[Document passage]:
————————

In this example, we build a machine learning model to predict whether the space flights in outer space will be a success or a failure concerning different variables regarding the mission’s nature.

Space missions have changed significantly since the first spacecraft was launched in 1957. They have become incredibly diverse in the current age, with various government agencies, private companies, and international organizations launching missions to explore our solar system and beyond. 

Today, space missions are pushing the boundaries of our knowledge and capabilities in space exploration and technology, focusing on advancing scientific research and understanding and expanding our human presence beyond Earth. 

Contents

  1. Application type.
  2. Data set.
  3. Neural network.
  4. Training strategy.
  5. Model selection.
  6. Testing analysis.
  7. Model deployment.

This example is solved with Neural Designer. To follow it step by step, you can use the free trial.

1. Application type

The variable to be predicted is binary. Therefore, this is a classification project.

The main goal is to model the state of the mission as a function of variables such as temperature, nature of the payload, payload target orbit, etc.

2. Data set

The first step is to prepare the data set, which is the source of information for the classification problem. It is composed of:

Data source

The file space_missions.csv contains the data for this example. Here, the number of variables (columns) is 33, and the number of samples (rows) is 166.

Variables

Of the 33 variables, 32 are used as inputs, and the mission status variable is the target variable.

Below, we describe each variable:

  • company. Space Company that carried out the space flight. This variable is categorical and there are seven companies: Space X, Boeing, US Air Force, European Space Agency, Brazilian Space Agency, Arianespace, and Martin Marietta.
  • temperature_f. Temperature during exact date and deployment time (displayed in Fahrenheit degrees). This variable is numerical, so it doesn’t need any modification.
  • wind_speed_mph. Wind speed during exact date and deployment time (displayed in Miles per Hour). This variable is numerical, so it doesn’t need any modification.
  • humidity_pct. Humidity during exact date and time of deployment (displayed in percentage). This variable is numerical, so it doesn’t need any modification.
  • vehicle_type. In the data set there are six vehicle types. This is also a categorical variable. The vehicle types are Ariane, Delta, Falcon, Titan, VLS and Vega.
  • liftoff_thrust_kn. Rocket Liftoff Thrust (displayed in kiloNewtons). This variable is numerical, so it doesn’t need any modification.
  • payload_to_orbit_kg. This variable is numerical, so it doesn’t need any modification.
  • rocket_height_m. This variable is numerical, so it doesn’t need any modification.

————————

Region labeling records:

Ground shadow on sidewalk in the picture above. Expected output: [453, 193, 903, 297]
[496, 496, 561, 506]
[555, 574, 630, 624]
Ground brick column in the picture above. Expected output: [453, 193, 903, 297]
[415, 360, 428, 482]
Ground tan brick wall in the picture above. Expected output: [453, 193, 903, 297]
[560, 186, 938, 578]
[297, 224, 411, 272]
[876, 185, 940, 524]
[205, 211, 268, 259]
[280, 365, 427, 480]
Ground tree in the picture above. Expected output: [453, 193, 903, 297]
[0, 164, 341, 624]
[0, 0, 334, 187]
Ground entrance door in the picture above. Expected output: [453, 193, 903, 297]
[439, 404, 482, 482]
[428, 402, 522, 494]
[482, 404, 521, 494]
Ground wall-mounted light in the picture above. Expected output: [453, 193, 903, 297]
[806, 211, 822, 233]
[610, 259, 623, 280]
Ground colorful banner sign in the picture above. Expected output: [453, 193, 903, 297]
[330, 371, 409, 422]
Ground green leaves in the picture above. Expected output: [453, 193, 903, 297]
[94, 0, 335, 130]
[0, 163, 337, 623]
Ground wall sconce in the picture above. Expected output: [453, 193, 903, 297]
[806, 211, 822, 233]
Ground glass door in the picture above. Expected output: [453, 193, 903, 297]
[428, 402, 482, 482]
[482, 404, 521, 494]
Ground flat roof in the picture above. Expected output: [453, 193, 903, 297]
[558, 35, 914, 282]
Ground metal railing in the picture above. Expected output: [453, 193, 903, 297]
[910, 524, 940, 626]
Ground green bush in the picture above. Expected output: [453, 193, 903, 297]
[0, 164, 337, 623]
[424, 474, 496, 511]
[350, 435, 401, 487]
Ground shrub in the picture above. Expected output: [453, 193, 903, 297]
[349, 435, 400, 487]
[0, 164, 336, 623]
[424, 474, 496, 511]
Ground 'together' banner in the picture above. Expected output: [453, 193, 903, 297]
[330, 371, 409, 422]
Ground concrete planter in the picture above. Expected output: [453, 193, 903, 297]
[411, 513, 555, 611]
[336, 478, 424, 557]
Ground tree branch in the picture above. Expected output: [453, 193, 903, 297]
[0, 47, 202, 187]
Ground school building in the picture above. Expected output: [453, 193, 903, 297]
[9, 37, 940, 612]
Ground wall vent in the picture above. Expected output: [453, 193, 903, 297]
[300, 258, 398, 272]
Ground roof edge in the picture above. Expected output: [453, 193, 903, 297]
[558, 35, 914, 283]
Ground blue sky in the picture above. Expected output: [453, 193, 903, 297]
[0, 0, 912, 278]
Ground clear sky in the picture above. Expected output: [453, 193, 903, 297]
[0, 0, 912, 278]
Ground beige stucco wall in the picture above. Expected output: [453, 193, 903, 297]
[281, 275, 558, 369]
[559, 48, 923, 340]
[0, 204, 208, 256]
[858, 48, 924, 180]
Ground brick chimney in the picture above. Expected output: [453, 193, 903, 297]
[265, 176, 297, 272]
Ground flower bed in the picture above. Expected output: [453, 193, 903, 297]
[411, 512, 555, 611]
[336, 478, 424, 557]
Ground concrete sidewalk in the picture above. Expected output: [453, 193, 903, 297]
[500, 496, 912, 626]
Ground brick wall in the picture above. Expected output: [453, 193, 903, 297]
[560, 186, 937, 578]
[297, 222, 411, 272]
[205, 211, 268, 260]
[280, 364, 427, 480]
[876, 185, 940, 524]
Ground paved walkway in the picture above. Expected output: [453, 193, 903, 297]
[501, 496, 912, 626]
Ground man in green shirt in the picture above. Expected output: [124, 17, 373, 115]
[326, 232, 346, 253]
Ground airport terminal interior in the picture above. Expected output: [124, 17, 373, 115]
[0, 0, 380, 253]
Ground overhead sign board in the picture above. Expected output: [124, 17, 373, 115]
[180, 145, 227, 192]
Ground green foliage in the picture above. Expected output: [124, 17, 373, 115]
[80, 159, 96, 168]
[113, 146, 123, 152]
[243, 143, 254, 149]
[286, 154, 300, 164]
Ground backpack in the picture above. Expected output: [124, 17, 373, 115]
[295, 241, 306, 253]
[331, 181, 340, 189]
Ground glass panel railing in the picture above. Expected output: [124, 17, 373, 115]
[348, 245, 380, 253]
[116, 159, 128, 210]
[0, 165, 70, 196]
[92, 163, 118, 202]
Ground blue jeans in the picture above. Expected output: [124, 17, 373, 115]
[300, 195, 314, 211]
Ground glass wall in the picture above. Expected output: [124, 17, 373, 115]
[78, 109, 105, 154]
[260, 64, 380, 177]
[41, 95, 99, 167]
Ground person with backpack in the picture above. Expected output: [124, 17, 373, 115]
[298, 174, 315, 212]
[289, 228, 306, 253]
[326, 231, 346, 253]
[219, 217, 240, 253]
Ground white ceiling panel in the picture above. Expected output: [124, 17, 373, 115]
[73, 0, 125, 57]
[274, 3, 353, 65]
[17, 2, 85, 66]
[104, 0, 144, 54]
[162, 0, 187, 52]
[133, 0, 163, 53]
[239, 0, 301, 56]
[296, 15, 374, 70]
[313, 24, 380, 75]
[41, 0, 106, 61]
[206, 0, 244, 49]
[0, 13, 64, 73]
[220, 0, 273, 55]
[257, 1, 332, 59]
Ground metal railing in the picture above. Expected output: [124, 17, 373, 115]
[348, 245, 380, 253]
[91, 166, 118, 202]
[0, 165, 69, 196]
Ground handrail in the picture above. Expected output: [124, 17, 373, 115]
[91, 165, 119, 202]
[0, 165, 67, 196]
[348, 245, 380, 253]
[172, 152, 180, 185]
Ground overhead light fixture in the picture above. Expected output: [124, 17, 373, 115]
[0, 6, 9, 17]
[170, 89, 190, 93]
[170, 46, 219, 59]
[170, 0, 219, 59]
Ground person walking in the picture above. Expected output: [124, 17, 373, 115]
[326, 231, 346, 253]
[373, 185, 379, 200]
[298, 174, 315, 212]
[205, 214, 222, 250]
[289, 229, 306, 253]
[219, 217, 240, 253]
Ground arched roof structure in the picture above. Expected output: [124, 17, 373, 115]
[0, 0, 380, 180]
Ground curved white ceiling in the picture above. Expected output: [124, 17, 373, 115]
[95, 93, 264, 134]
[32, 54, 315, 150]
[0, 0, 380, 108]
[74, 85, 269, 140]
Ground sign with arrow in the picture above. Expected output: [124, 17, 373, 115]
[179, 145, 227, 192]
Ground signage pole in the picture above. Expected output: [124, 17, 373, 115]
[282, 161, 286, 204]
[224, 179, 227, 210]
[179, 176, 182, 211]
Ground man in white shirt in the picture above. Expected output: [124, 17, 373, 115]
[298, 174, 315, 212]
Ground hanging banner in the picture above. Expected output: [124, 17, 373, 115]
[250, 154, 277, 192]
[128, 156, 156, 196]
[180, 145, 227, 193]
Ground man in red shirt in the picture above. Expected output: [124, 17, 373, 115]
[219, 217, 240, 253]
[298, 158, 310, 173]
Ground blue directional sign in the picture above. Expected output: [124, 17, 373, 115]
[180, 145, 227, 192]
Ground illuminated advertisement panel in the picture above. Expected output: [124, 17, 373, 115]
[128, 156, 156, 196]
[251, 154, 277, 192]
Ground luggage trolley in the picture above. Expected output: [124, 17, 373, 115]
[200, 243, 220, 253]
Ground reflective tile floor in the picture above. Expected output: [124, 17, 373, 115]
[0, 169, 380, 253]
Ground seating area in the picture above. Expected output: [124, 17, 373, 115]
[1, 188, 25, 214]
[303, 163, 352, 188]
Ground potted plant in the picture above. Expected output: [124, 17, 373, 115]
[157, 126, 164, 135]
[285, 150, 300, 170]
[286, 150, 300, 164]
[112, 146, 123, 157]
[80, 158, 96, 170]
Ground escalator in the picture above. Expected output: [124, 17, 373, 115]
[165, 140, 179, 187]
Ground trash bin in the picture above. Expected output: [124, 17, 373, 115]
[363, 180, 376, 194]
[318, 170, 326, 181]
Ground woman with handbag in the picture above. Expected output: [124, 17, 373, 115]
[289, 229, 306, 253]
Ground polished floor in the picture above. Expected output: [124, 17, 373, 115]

————————

[Objective A]:
List the vehicle types named in the space mission text.
[Objective B]:
According to the space mission text, why is the project a classification project?
[Objective C]:
Retype the space mission text from "Space missions have" up to and including "4. Training strategy.".

[Complete answer A]:
Ariane, Delta, Falcon, Titan, VLS, Vega

[Complete answer B]:
The variable being predicted is binary.

[Complete answer C]:
Space missions have changed significantly since the first spacecraft was launched in 1957. They have become incredibly diverse in the current age, with various government agencies, private companies, and international organizations launching missions to explore our solar system and beyond. 

Today, space missions are pushing the boundaries of our knowledge and capabilities in space exploration and technology, focusing on advancing scientific research and understanding and expanding our human presence beyond Earth. 

Contents

  1. Application type.
  2. Data set.
  3. Neural network.
  4. Training strategy.